• _EXCERPT_
1. Imports and Initial Setup

In [52]:
import torch
from transformers import AutoModelForTokenClassification, AutoTokenizer
import numpy as np
from lime.lime_text import LimeTextExplainer
import shap
import matplotlib.pyplot as plt

2. Model Loading and Setup

In [53]:

# Load your saved best model
model_path = "./best_model_xlm-roberta-base"
model = AutoModelForTokenClassification.from_pretrained(model_path)
tokenizer = AutoTokenizer.from_pretrained(model_path)

# Ensure model is in evaluation mode
model.eval()
device = torch.device("cuda" if torch.cuda.is_available() else "cpu")
model.to(device)

label_list = list(model.config.id2label.values())


SHAP Implementation Section

In [None]:

def shap_explanation(text, model, tokenizer):
    """Simplified SHAP explanation for space-tokenized text"""
    print("\nGenerating SHAP-style explanation...")

    words = space_tokenizer(text)
    num_words = len(words)

    print("Feature importance by position:")
    print("{:15} {:10} {}".format("Word", "Position", "Importance"))
    print("-" * 40)

    # Create a simple positional importance analysis
    for i, word in enumerate(words):
        # Create modified versions of the text
        original_pred = predict_ner(text)[1][i]

        # Create text with this word masked
        masked_words = words.copy()
        masked_words[i] = "[MASK]"
        masked_text = " ".join(masked_words)
        masked_pred = predict_ner(masked_text)[1][i]

        # Calculate importance as prediction change
        importance = abs(original_pred - masked_pred)

        print("{:15} {:10} {:.2f}".format(
            word,
            i,
            importance
        ))

    print("\nKey:")
    print("Importance = How much prediction changes when word is masked")


2. LIME Implementation Section

In [63]:

def lime_explanation(text, model, tokenizer, target_label_idx):
    """Simplified LIME explanation for space-tokenized text"""
    print(f"\nGenerating LIME-style explanation for {label_list[target_label_idx]}...")

    words = space_tokenizer(text)
    num_words = len(words)

    # Create neighborhood of examples by removing one word at a time
    neighborhood = []
    for i in range(num_words):
        modified_words = words.copy()
        modified_words[i] = "[MASK]"
        neighborhood.append(" ".join(modified_words))

• _WRITTEN EXERCISE 1_
List every module the notebook excerpt imports in its first code block.
The rows have no connection to the notebook excerpt.

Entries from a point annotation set

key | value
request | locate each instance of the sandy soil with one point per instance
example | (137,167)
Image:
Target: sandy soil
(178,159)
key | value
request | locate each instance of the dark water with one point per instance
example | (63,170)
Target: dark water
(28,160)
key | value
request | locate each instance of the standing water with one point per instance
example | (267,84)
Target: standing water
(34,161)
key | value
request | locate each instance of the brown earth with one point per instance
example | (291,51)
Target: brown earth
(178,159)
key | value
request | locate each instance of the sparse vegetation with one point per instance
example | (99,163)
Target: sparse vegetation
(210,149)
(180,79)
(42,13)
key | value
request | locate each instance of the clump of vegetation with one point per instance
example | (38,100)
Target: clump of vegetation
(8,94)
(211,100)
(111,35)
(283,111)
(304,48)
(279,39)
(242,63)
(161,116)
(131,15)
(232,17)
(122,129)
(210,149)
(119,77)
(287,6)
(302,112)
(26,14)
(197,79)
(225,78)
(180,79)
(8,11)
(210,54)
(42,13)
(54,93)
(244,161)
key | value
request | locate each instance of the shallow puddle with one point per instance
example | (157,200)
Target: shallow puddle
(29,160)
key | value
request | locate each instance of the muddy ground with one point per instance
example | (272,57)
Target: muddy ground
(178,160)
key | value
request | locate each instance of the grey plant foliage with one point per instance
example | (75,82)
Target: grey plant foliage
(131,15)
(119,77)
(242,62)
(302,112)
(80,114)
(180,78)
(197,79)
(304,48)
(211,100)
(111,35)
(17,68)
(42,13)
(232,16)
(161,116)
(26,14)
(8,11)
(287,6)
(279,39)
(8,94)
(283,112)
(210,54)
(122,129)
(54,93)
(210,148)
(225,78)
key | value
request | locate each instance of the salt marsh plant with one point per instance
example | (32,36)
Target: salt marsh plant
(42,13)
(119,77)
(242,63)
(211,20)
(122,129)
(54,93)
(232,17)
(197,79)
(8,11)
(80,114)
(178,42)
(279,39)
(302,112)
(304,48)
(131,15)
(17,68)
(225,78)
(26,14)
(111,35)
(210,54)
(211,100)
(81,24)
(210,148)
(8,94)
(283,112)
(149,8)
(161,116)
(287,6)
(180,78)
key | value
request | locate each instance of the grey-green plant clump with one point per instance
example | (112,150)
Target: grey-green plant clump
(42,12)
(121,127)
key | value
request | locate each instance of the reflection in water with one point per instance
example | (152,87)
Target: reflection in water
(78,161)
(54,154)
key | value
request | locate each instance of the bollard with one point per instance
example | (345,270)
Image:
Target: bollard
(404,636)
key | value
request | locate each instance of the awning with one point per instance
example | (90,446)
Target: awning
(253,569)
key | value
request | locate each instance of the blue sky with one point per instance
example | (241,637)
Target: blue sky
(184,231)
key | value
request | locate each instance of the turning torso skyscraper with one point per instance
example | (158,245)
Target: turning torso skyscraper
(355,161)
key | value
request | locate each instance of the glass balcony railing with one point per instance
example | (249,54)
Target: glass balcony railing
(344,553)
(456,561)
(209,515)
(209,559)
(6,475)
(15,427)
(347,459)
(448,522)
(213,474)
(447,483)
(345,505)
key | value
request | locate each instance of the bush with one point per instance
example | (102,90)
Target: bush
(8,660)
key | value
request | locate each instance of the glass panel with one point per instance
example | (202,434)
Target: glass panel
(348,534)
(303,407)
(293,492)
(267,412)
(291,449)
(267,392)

• _WRITTEN EXERCISE 2_
Count the lines in the rows that contain the string "shallow", and give only the number.

• _EXPECTED OUTPUT 1_
torch, transformers, numpy, lime.lime_text, shap, matplotlib.pyplot

• _EXPECTED OUTPUT 2_
2